■ Teks Kutipan:
--------------------------------------------------

Judul Buku : Wajah Otonomi Daerah di Era Reformasi (Segera terbit)
Penulis : Edgar Rangkasa
Instansi : Kementerian Dalam Negeri-RI
PHYLOPOP.com - Berdasarkan pandangan historis, politis, konstitusional, struktural maupun teknis operasional, kebijakan desentralisasi yang melahirkan otonomi daerah dalam penyelenggaraan Pemerintahan di Indonesia merupakan pilihan yang tepat atas dasar pertimbangan kondisi geografis Indonesia yang luas dan menyebar serta potensi dan karakteristik yang berbeda antar wilayah.

--------------------------------------------------

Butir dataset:
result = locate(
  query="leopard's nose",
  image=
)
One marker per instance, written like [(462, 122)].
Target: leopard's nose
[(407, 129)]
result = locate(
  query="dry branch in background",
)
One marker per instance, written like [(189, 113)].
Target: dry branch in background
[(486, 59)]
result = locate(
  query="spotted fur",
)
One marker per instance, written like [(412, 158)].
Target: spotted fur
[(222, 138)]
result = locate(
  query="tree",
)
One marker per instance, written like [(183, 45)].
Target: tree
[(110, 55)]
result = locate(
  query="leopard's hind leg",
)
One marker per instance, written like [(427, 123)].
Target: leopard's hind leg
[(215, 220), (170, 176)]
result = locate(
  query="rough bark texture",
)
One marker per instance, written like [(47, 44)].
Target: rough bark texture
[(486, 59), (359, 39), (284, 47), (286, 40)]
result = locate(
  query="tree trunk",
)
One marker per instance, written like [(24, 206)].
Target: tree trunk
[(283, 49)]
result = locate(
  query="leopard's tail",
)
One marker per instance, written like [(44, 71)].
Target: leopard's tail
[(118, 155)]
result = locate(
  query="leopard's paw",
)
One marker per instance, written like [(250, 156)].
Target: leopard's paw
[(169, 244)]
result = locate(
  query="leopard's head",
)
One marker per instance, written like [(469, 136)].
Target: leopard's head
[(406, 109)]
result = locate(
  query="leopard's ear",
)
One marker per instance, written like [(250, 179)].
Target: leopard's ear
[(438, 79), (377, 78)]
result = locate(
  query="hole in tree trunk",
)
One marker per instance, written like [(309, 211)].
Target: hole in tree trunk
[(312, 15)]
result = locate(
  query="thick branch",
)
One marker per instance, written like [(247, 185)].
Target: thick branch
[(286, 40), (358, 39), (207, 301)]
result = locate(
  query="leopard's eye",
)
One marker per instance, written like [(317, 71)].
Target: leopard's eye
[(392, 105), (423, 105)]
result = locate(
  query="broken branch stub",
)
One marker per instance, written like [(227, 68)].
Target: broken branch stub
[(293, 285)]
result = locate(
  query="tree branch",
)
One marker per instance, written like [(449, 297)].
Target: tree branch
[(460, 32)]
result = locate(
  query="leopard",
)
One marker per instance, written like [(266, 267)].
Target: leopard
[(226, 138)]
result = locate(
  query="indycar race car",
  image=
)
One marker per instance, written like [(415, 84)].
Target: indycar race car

--------------------------------------------------

■ Soal 1:
Terjemahkan ke dalam bahasa Inggris kalimat berikut dari teks tentang otonomi daerah: "Berdasarkan pandangan historis, politis, konstitusional, struktural maupun teknis operasional, kebijakan desentralisasi yang melahirkan otonomi daerah dalam penyelenggaraan Pemerintahan di Indonesia merupakan pilihan yang tepat atas dasar pertimbangan kondisi geografis Indonesia yang luas dan menyebar serta potensi dan karakteristik yang berbeda antar wilayah."
■ Soal 2:
Salin persis sebagian teks tentang otonomi daerah, dimulai dari kata-kata yang memuat "Judul Buku : Wajah" dan berhenti setelah "berbeda antar wilayah.".
■ Soal 3:
Teruskan teks tentang otonomi daerah mulai dari kalimat terakhir yang tertulis.

■ Hasil Tugas 1:
From historical, political, constitutional, structural, and technical-operational perspectives, the decentralization policy that gave rise to regional autonomy in the administration of Government in Indonesia is the right choice, based on consideration of Indonesia's vast and dispersed geography as well as the differing potential and characteristics among regions.

■ Hasil Tugas 2:
Judul Buku : Wajah Otonomi Daerah di Era Reformasi (Segera terbit)
Penulis : Edgar Rangkasa
Instansi : Kementerian Dalam Negeri-RI
PHYLOPOP.com - Berdasarkan pandangan historis, politis, konstitusional, struktural maupun teknis operasional, kebijakan desentralisasi yang melahirkan otonomi daerah dalam penyelenggaraan Pemerintahan di Indonesia merupakan pilihan yang tepat atas dasar pertimbangan kondisi geografis Indonesia yang luas dan menyebar serta potensi dan karakteristik yang berbeda antar wilayah.

■ Hasil Tugas 3:
Perbedaan yang sangat jelas antara lain berupa keadaan demografis kependudukan multi etnis, multi kultural, adat, bahasa, keagamaan dengan heterogenitas yang tinggi dan secara faktual terbaur dalam keberadaan warga masyarakat dengan kondisi sosial ekonomis, tingkat kemajuan dan daya nalar yang berbeda-beda. Jauh sebelum Republik ini lahir, yaitu sejak wilayah Indonesia terbagi dalam kerajaan-kerajaan pola pendelegasian wewenang desentralisasi sudah dipraktekkan. Juga pada jaman penjajahan Belanda, kebijakan desentralisasi diberlakukan melalui Undang-Undang Desentralisasi tanun 1993. Begitu pula pada jaman penjajahan Jepang, kebijakan I desentralisasi tetap berlanjut dengan titik berat untuk mendukung kepentingan militer Jepang.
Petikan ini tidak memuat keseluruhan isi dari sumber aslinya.